»»

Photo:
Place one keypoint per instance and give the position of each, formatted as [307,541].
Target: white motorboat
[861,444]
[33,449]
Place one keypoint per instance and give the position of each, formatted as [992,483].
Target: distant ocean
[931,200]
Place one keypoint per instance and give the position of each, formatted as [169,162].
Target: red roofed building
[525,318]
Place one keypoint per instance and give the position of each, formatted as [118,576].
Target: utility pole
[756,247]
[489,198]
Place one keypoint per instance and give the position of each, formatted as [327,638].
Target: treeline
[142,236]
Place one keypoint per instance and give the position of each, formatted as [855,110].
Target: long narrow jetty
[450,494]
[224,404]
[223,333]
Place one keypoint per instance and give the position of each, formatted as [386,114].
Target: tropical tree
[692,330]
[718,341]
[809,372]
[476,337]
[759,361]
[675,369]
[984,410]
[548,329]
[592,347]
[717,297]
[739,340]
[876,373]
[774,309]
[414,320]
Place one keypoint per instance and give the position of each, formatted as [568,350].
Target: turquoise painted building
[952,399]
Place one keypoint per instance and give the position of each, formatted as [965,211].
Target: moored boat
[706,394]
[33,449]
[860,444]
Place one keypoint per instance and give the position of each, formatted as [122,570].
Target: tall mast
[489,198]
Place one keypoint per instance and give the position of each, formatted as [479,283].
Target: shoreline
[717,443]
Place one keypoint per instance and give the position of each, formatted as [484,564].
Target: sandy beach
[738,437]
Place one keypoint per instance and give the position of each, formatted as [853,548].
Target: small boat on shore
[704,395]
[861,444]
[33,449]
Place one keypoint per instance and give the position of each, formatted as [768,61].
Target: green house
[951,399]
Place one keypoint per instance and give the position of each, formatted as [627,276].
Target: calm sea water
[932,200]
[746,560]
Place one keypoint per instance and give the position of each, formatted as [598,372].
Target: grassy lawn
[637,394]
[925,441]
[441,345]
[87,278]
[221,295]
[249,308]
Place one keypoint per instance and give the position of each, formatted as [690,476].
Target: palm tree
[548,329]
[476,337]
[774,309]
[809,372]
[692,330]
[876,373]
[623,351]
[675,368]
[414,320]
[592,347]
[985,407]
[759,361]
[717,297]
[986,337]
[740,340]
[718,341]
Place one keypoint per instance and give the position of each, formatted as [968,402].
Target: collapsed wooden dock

««
»»

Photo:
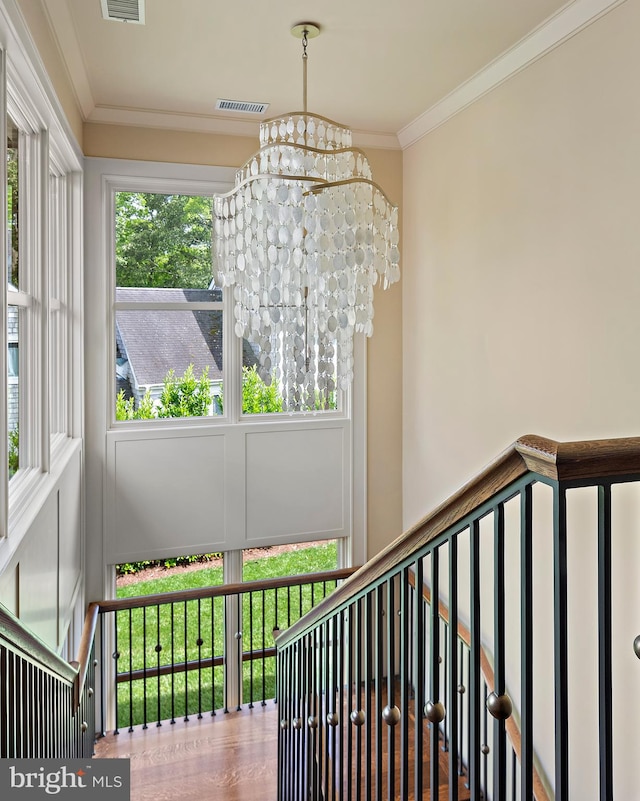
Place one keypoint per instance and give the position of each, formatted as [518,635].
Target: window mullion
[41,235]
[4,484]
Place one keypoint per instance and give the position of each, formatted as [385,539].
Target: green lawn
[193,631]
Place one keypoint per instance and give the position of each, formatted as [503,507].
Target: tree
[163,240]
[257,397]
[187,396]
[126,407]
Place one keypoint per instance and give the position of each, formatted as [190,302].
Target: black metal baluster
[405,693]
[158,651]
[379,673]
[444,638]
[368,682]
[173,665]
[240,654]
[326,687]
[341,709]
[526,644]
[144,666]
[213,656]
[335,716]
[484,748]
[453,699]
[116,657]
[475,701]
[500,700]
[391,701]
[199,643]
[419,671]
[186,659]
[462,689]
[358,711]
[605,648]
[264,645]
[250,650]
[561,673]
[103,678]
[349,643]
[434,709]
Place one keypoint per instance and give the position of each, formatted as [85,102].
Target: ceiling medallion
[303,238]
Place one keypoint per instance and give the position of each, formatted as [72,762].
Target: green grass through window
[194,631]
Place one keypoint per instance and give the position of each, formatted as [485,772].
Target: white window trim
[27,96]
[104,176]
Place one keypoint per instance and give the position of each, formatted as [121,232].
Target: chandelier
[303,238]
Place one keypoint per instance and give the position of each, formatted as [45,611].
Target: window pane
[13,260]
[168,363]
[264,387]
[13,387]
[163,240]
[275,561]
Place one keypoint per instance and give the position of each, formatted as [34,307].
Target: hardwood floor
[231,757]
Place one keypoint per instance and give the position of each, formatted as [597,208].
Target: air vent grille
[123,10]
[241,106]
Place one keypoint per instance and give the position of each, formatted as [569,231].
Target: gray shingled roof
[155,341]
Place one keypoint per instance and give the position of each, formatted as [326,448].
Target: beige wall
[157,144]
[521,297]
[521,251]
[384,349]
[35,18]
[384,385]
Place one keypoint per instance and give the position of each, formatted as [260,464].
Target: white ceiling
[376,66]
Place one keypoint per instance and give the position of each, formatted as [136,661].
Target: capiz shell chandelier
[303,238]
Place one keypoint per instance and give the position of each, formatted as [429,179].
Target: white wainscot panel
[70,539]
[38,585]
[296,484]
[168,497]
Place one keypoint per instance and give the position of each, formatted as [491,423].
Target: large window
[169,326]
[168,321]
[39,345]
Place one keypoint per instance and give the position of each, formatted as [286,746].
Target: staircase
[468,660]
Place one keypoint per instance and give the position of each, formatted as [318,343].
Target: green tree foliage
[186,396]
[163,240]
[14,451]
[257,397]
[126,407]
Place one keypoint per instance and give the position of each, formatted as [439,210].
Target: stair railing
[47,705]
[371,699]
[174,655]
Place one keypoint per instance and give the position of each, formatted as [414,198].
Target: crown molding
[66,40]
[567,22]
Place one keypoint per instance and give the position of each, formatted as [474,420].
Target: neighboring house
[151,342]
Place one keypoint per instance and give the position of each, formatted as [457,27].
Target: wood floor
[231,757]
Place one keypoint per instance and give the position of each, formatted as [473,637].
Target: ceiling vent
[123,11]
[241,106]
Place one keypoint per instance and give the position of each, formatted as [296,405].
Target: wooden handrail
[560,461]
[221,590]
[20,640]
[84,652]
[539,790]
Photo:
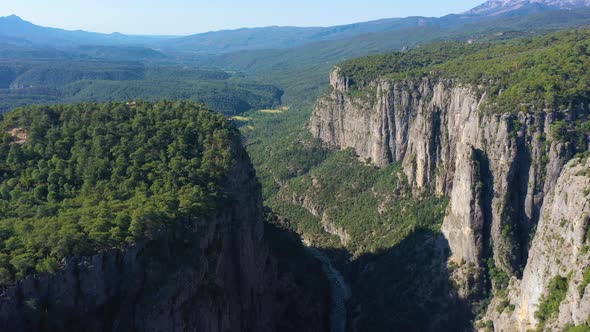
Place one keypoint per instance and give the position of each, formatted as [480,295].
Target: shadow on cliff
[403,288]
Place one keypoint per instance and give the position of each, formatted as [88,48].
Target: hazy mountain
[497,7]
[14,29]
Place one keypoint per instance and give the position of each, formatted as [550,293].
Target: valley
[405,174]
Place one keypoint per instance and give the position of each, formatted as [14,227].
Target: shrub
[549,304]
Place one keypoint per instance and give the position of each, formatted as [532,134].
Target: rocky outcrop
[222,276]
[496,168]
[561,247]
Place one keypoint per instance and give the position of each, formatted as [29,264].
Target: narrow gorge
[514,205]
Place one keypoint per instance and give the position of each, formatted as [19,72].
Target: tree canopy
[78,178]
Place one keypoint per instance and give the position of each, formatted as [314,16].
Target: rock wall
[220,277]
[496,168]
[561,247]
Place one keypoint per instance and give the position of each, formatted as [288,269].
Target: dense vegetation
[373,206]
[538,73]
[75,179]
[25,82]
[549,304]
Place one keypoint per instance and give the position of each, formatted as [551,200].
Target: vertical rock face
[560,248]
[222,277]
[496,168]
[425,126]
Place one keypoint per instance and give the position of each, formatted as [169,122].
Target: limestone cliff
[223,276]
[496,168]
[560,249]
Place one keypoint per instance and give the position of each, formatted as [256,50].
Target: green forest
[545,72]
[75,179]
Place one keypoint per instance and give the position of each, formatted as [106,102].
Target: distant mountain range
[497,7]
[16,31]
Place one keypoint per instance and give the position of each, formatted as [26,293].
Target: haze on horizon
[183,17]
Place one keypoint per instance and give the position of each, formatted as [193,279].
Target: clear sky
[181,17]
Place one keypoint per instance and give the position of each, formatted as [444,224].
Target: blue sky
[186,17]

««
»»

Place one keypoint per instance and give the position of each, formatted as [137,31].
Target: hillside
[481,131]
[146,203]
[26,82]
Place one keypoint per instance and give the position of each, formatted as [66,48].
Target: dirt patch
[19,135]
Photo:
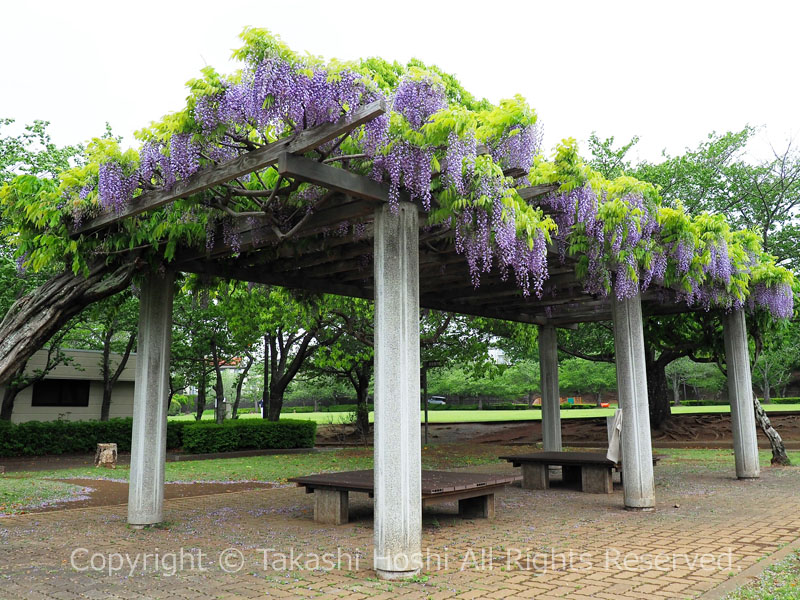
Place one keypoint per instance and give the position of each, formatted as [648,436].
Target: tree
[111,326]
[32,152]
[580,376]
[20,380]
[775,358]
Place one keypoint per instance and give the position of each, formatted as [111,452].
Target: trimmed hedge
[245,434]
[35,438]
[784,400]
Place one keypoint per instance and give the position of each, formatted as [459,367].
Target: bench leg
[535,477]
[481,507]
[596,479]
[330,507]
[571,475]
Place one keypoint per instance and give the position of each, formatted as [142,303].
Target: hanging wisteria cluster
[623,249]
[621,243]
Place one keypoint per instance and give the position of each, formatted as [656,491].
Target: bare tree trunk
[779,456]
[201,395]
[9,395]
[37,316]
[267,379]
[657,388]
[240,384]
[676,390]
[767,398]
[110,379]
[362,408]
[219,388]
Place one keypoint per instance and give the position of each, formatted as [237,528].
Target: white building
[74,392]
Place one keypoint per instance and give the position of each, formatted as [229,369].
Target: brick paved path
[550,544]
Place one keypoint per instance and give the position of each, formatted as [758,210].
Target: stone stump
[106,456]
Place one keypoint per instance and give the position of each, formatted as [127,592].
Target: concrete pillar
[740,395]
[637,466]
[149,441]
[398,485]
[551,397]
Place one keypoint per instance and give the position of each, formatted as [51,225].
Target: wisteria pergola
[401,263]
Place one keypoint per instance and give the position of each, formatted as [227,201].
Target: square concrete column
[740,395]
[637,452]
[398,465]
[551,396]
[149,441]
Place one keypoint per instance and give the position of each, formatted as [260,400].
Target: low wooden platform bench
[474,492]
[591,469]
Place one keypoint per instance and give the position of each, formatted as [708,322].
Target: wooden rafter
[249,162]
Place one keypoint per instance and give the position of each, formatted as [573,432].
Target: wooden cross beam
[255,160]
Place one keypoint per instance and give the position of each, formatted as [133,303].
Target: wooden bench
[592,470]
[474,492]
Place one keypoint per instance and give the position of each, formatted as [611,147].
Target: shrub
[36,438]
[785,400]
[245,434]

««

§ Written exercise
Copy the data above verbatim, everything from the line containing "formatted as [627,276]." down to the line containing "Target: collapsed wooden dock", with both of those lines included.

§ Response for this exercise
Place one keypoint per instance and give the position of each, formatted as [627,276].
Target: calm sea water
[932,200]
[746,560]
Place one keypoint per instance and give the position of each, formatted as [598,372].
Target: grassy lawn
[637,394]
[925,441]
[441,345]
[87,278]
[221,295]
[249,308]
Place one keypoint per instance and give the position of each, formatted as [690,476].
Target: palm tree
[548,329]
[476,337]
[774,309]
[809,372]
[692,330]
[876,373]
[623,351]
[675,368]
[414,320]
[592,347]
[985,407]
[759,361]
[717,297]
[986,337]
[740,340]
[718,341]
Place one keypoint per instance and give the position of each, formatted as [968,402].
Target: collapsed wooden dock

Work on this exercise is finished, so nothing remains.